*ASSIGNED TASK*.
Could you write out the records below exactly as they appear, leaving out any pictures?

*TASK DATA*.
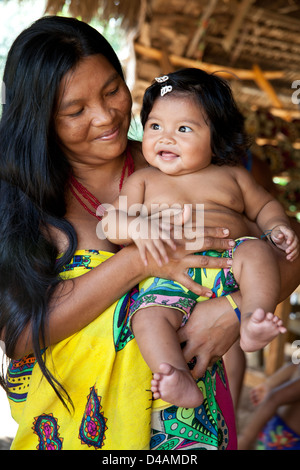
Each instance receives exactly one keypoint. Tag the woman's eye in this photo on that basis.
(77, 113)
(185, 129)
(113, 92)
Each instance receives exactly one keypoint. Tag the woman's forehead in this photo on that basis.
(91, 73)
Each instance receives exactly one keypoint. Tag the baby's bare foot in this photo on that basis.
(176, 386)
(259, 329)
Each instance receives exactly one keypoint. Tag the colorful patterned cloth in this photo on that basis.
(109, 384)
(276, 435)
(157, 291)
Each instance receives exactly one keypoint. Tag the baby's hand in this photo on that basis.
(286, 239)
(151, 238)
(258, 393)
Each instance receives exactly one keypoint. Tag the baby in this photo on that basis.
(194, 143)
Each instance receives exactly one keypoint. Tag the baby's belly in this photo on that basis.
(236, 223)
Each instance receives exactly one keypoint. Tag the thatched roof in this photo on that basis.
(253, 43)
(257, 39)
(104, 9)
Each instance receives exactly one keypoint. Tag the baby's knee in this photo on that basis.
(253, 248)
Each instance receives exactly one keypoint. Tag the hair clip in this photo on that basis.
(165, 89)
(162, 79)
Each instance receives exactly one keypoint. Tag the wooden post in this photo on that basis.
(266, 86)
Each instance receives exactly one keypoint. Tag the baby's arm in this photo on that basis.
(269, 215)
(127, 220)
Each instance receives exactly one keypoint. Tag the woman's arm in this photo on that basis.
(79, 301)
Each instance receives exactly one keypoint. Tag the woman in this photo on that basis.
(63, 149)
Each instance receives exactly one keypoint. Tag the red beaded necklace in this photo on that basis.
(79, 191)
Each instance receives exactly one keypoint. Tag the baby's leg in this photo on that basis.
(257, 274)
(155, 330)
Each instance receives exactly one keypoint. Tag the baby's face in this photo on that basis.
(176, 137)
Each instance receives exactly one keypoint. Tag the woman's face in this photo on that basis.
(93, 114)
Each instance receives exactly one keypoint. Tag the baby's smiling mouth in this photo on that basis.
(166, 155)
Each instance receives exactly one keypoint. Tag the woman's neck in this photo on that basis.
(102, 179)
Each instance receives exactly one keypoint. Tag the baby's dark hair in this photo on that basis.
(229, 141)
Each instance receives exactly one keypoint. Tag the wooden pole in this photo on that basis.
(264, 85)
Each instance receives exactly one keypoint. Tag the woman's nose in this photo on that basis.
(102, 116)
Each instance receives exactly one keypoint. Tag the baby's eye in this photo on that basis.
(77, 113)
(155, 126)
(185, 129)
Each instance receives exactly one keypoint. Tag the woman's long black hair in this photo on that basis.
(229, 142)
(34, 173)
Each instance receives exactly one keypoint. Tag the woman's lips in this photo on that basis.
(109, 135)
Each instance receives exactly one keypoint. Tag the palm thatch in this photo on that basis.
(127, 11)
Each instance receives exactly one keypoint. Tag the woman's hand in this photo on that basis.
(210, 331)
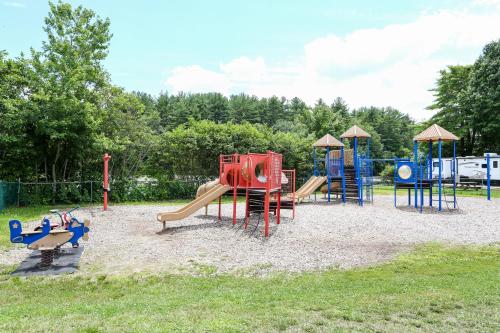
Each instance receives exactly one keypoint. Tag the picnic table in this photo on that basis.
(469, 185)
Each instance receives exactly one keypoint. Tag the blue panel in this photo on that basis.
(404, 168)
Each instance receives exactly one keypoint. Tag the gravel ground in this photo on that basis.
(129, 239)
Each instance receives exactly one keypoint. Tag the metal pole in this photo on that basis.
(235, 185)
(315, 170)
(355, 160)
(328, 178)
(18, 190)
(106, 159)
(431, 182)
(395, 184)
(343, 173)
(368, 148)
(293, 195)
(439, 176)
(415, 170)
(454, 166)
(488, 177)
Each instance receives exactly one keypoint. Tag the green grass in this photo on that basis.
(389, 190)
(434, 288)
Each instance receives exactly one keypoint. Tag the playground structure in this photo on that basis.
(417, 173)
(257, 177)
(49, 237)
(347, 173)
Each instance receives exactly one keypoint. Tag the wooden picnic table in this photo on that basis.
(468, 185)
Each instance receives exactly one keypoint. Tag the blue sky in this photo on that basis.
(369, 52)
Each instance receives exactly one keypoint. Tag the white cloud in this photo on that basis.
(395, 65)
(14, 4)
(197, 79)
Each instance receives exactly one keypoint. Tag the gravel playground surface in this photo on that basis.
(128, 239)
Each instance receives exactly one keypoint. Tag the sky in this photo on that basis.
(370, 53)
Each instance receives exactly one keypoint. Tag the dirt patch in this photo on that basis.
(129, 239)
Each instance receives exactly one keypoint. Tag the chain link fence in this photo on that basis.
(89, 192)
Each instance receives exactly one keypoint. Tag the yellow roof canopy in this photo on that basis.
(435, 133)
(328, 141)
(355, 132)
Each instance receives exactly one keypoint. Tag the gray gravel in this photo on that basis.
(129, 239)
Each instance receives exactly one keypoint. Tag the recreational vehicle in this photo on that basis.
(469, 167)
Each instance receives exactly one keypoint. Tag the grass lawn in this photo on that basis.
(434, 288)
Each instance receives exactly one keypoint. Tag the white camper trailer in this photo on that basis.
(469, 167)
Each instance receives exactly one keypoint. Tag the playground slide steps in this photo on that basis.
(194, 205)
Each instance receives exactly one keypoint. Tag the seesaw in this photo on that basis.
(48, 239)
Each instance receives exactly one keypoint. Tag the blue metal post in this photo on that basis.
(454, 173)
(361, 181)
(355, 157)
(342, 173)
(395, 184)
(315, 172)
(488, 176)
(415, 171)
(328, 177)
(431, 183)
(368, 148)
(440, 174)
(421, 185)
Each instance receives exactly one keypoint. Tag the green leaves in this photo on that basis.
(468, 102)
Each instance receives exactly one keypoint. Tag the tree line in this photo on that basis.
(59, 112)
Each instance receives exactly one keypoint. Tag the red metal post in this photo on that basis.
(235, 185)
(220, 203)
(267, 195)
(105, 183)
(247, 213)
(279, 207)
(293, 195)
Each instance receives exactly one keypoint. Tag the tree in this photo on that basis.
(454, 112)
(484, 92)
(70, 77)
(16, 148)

*FINAL ANSWER*.
Each instance receives exactly one keypoint. Tag the woman's eye in this photo on that basis.
(77, 113)
(185, 129)
(113, 92)
Each instance receives exactly one keypoint. Tag the woman's forehead in this photo on that basis.
(91, 73)
Each instance receives exactly one keypoint. Tag the baby's bare foot in this photo on that basis.
(176, 386)
(259, 329)
Each instance receives exactly one keypoint. Tag the colorful patterned cloth in this photo on that basis.
(109, 384)
(276, 435)
(157, 291)
Each instance receives exactly one keypoint. Tag the baby's hand in this photo on that basis.
(286, 239)
(151, 238)
(258, 393)
Each instance receives exactly one keypoint. Tag the baby in this photo on that basis.
(194, 143)
Each instance receives exactly one keypoint. Tag the baby's belly in this photo on that basis.
(236, 223)
Each instance receives exactly one keypoint. Tag the thatched roof in this photo on that basis.
(253, 43)
(257, 39)
(104, 9)
Each instance receives exactly one keypoint. Tag the baby's knee in this photo on that basis.
(253, 248)
Each instance receives exactly one keypoint. Tag the hair clip in this photo on that basis.
(165, 89)
(162, 79)
Each instance receives exactly one keypoint. Tag the wooden post in this photo on that basis.
(266, 86)
Each instance receives exactly one keypoint. Tag the baby's arm in this photo on that basis.
(269, 215)
(127, 220)
Each instance receives exactly one keypoint. Tag the woman's arm in this photo on that basis.
(79, 301)
Each instance receives exactly one keypoint. Tag the woman in this photo on that basis.
(63, 149)
Each instance receives exactly one keypoint. Tag the red beaded necklace in this photo on that basis.
(79, 191)
Each instance receives exactly one keypoint. Tag the baby's leg in this photo on that basis.
(257, 274)
(155, 330)
Each instance receives exactly one keypoint. Tag the baby's face in this photo on that basis.
(176, 137)
Each instance receives exactly one keypoint. Tag the woman's face in this photo on that basis.
(93, 114)
Each instance receives exactly one keypoint. Tag the baby's smiling mouth in this photo on that basis.
(166, 155)
Each instance receives exactly one keypoint. Tag the woman's neck in this photo on that basis.
(102, 179)
Each instance receives exactly one keypoint. Tag the baby's dark hair in this photo on that basis.
(229, 141)
Each instance receives exactly one keypoint. Tag the wooden pole in this photo on that basis.
(264, 85)
Each instance receives exactly one keypoint. Tag the woman's nose in this photo on that basis.
(102, 116)
Each instance receives exactly one keypoint. Tag the baby's eye in this photo on that basis.
(77, 113)
(155, 126)
(185, 129)
Each instance receives exactly one keypoint. Tag the woman's long black hair in this photo on that basis.
(229, 142)
(34, 173)
Each instance receives exactly one keypoint. Tag the woman's lips in this photo on that basis.
(109, 135)
Each instance receives exactly one keypoint. Tag the palm thatch in this photo on that basis.
(127, 11)
Each instance receives exactly one keypoint. Tag the woman's hand in this photo on that basis.
(210, 331)
Each instance receives exactly one keypoint. Tag the picnic table in this photo on that basis.
(469, 185)
Each instance receives exactly one keypoint. Tag the blue panel in this photo on that basis.
(404, 168)
Each instance receives exactly one keypoint. Tag the gravel ground in this photo on that basis.
(129, 239)
Each instance receives exactly one keypoint. Tag the metal pole in this photo on that basis.
(235, 185)
(315, 170)
(355, 160)
(328, 178)
(18, 190)
(106, 159)
(431, 182)
(395, 184)
(343, 173)
(368, 148)
(293, 195)
(439, 176)
(415, 170)
(454, 166)
(488, 177)
Each instance receives exactly one keypoint. Tag the green grass in this photo on that basis.
(389, 190)
(434, 288)
Each instance receives exactly one keypoint. Tag the playground structure in this photo on that basis.
(417, 173)
(257, 177)
(49, 237)
(347, 173)
Each instance receives exactly one keypoint. Tag the wooden picnic table in this photo on that basis.
(468, 185)
Each instance receives exactly one keypoint. Tag the blue sky in this photo on that basis.
(369, 52)
Each instance receives exactly one keypoint. Tag the white cloud in this photo on that basis.
(395, 65)
(14, 4)
(197, 79)
Each instance receives exactly one keypoint. Tag the gravel playground surface in this photo on that basis.
(128, 239)
Each instance receives exactly one keypoint. Tag the sky in this photo on that basis.
(370, 53)
Each instance receives exactly one keypoint. Tag the dirt patch in this photo on that basis.
(129, 239)
Each instance receives exactly one keypoint. Tag the chain link fence in this photo on that basis.
(89, 192)
Each instance receives exactly one keypoint. Tag the yellow roof canopy in this photo on that basis.
(435, 133)
(328, 141)
(355, 132)
Each instance receives exactly one keypoint. Tag the gray gravel in this photo on that basis.
(129, 239)
Each instance receives exactly one keypoint. Tag the recreational vehicle in this photo on that basis.
(469, 167)
Each instance receives exactly one keypoint. Tag the grass lawn in this photo on that basis.
(434, 288)
Each instance receives exactly one keypoint. Tag the white camper trailer in this photo on that basis.
(469, 167)
Each instance receives exactly one keypoint. Tag the playground slide steps in this photo on that basis.
(194, 205)
Each instance receives exactly one keypoint. Tag the seesaw in this photo on that basis.
(48, 239)
Each instance receives exactly one keypoint. Tag the blue metal post in this photo on that basis.
(454, 173)
(361, 181)
(355, 157)
(342, 173)
(395, 184)
(315, 172)
(488, 176)
(415, 171)
(328, 177)
(431, 183)
(368, 148)
(440, 174)
(421, 185)
Each instance receives exactly one keypoint. Tag the green leaves in this photo on that basis.
(468, 102)
Each instance receives exactly one keypoint. Tag the tree line in this photo on that basis.
(59, 112)
Each instance receives exactly one keypoint. Tag the red metal post in this photo on that basis.
(235, 185)
(220, 203)
(267, 195)
(105, 183)
(247, 213)
(279, 207)
(293, 195)
Each instance receives exactly one keypoint. Tag the tree in this photo on that basis.
(454, 112)
(484, 92)
(70, 77)
(16, 148)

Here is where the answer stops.